→ **Problem to work on**: Transcribe the forum thread on the Barnett Vortex Compound Bow package word for word, keeping every character, space, and line break unchanged.

→ **Excerpt to read**:
# Can anyone tell me about the Barnett Vortex Compound Bow package ????



## The G (Nov 12, 2009)

Its a good bow, at the longer drawlengths you can't get it down to what you can at the shorter drawlengths as far as draw poundage.
the only complaint that I've heard about it is the limb bolt threads, but the kid I know that uses one, hasnt had any trouble with hers yet.
its a good bow for the money, I think the limb bolts would only give you trouble if you tried backing them out to much.


----------



## akkiller (Jul 8, 2012)

thank you for the reply like i sead ill get the boys something better later if thay stay with but im not going to drop 4 or 500.oo on some thing that just going to sit in the bed room


----------



## cgchris99 (Apr 10, 2003)

As long as you realize you're buying a toy, you'll be fine. If they get serious at all or you want them to shoot well, look at other options. The Craze and Diamond Razor Edge are totally in a different class than the Barnett Vortex.

→ **Material supplied**:

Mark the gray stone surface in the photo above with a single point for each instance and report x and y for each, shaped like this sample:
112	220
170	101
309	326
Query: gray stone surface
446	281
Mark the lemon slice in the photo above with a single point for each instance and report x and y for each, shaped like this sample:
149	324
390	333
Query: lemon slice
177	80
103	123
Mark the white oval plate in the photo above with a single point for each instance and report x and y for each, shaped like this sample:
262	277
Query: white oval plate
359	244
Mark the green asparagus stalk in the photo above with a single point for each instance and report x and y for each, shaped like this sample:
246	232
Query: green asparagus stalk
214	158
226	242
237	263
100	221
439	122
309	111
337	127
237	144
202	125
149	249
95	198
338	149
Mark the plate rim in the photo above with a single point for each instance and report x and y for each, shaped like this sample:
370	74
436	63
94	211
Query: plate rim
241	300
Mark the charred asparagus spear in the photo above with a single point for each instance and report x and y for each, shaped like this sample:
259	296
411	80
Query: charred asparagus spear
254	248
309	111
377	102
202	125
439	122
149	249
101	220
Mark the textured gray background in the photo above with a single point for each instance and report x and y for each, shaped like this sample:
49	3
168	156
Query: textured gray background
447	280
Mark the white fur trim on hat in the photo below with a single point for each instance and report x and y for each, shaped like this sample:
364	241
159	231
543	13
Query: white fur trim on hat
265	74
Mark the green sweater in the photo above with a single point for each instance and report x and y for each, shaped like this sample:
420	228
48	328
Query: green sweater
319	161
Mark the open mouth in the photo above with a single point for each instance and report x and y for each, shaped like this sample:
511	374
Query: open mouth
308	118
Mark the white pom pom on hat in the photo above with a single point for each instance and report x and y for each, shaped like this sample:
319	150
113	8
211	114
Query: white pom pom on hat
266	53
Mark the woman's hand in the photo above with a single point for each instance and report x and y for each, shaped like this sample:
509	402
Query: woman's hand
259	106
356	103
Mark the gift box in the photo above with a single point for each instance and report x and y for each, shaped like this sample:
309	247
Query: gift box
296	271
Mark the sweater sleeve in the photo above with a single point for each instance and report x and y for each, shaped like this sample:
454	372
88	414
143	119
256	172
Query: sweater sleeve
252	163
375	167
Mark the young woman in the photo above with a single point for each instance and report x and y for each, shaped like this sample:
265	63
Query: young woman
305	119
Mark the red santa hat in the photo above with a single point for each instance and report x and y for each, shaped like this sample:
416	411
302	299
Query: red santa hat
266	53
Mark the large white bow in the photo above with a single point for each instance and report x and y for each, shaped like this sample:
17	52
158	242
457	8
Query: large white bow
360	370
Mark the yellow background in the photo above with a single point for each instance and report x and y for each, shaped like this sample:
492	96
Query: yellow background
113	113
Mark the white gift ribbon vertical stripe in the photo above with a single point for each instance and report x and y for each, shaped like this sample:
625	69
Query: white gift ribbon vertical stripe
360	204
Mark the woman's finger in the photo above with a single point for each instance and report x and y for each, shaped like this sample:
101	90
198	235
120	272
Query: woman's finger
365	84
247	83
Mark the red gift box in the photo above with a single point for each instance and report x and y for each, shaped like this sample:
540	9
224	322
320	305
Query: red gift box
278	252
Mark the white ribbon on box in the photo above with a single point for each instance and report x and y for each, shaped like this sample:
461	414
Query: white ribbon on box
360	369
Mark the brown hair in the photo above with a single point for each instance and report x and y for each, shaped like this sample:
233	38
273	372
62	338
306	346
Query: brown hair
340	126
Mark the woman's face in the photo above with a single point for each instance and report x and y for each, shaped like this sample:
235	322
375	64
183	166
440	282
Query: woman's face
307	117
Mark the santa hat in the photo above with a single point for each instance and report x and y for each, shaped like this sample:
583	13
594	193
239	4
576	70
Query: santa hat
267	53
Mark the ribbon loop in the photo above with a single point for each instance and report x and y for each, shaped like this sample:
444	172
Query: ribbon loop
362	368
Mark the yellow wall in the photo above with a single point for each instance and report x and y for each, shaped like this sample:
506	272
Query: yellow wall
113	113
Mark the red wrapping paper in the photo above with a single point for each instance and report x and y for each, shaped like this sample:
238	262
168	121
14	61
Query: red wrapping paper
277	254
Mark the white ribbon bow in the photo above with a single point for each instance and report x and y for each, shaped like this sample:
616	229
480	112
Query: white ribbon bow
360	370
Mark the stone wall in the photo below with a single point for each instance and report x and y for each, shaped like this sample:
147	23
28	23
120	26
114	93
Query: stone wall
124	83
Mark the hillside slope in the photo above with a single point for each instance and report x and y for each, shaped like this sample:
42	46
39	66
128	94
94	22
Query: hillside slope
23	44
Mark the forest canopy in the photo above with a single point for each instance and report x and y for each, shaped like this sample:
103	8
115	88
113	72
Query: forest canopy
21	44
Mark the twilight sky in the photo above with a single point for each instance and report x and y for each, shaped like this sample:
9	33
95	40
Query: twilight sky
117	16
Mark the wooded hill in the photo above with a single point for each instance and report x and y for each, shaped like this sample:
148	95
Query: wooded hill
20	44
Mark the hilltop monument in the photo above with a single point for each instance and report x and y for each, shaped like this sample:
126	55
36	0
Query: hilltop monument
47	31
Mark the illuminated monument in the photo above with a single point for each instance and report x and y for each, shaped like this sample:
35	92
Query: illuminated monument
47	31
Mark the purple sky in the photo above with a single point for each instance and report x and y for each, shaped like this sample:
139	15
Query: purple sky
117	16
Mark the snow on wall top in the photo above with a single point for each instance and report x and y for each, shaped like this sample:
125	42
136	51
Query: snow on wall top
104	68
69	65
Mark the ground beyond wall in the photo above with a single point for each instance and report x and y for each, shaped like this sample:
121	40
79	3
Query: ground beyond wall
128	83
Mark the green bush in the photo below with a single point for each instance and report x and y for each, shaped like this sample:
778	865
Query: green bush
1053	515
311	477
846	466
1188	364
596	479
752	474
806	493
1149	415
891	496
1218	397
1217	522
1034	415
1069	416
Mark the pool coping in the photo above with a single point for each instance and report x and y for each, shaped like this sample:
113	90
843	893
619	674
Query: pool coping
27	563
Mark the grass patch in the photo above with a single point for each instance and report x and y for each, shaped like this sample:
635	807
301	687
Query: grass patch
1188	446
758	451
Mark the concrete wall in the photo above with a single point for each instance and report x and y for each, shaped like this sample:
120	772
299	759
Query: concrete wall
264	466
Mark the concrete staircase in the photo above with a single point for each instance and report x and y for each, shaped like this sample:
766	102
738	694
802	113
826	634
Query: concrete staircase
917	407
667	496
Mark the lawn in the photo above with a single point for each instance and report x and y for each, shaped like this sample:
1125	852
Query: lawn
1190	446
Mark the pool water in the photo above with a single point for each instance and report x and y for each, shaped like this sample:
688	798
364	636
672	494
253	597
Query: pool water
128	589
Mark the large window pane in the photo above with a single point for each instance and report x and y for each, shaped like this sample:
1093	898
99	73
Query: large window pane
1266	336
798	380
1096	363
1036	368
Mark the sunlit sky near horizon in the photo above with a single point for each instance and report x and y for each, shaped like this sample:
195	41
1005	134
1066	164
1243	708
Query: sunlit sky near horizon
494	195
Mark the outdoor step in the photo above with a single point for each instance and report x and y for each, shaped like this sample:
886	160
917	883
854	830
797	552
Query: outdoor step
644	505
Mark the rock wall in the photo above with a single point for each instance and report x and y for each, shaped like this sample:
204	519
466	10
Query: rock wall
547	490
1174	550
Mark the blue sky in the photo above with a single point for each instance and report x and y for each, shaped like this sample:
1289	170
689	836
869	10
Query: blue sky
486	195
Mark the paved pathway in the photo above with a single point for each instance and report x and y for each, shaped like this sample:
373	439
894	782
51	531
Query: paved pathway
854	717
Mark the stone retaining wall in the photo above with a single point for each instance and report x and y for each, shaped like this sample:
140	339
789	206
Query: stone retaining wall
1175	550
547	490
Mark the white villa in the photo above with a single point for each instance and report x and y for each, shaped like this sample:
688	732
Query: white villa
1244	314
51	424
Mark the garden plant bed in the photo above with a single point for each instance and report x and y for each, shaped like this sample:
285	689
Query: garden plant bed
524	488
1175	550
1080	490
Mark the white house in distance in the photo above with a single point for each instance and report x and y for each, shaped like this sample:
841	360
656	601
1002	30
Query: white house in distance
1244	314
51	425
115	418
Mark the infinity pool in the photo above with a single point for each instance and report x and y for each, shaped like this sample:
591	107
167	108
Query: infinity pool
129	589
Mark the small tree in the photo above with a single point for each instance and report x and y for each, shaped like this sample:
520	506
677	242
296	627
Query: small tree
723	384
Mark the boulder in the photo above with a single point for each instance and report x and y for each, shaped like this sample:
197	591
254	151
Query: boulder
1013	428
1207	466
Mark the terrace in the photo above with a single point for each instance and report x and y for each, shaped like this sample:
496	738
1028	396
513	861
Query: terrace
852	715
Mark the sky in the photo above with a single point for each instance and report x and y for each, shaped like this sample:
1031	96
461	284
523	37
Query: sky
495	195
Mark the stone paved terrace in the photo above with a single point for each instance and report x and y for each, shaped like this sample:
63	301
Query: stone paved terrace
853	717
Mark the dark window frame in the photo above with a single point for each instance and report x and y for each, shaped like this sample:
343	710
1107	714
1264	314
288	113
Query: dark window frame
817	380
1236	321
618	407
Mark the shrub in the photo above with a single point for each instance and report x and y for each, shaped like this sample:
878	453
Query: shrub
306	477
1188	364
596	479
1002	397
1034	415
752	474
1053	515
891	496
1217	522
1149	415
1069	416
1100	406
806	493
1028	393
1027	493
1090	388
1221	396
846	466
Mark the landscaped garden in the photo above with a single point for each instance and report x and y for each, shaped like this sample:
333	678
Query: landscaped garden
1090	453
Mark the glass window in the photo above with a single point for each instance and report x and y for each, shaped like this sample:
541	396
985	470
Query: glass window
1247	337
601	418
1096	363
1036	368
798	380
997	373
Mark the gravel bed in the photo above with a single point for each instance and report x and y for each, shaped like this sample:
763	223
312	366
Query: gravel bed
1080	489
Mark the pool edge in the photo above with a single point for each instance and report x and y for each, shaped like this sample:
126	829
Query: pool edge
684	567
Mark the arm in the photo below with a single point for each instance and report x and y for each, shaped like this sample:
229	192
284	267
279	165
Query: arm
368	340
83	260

→ **Solution to this exercise**:
# Can anyone tell me about the Barnett Vortex Compound Bow package ????



## The G (Nov 12, 2009)

Its a good bow, at the longer drawlengths you can't get it down to what you can at the shorter drawlengths as far as draw poundage.
the only complaint that I've heard about it is the limb bolt threads, but the kid I know that uses one, hasnt had any trouble with hers yet.
its a good bow for the money, I think the limb bolts would only give you trouble if you tried backing them out to much.


----------



## akkiller (Jul 8, 2012)

thank you for the reply like i sead ill get the boys something better later if thay stay with but im not going to drop 4 or 500.oo on some thing that just going to sit in the bed room


----------



## cgchris99 (Apr 10, 2003)

As long as you realize you're buying a toy, you'll be fine. If they get serious at all or you want them to shoot well, look at other options. The Craze and Diamond Razor Edge are totally in a different class than the Barnett Vortex.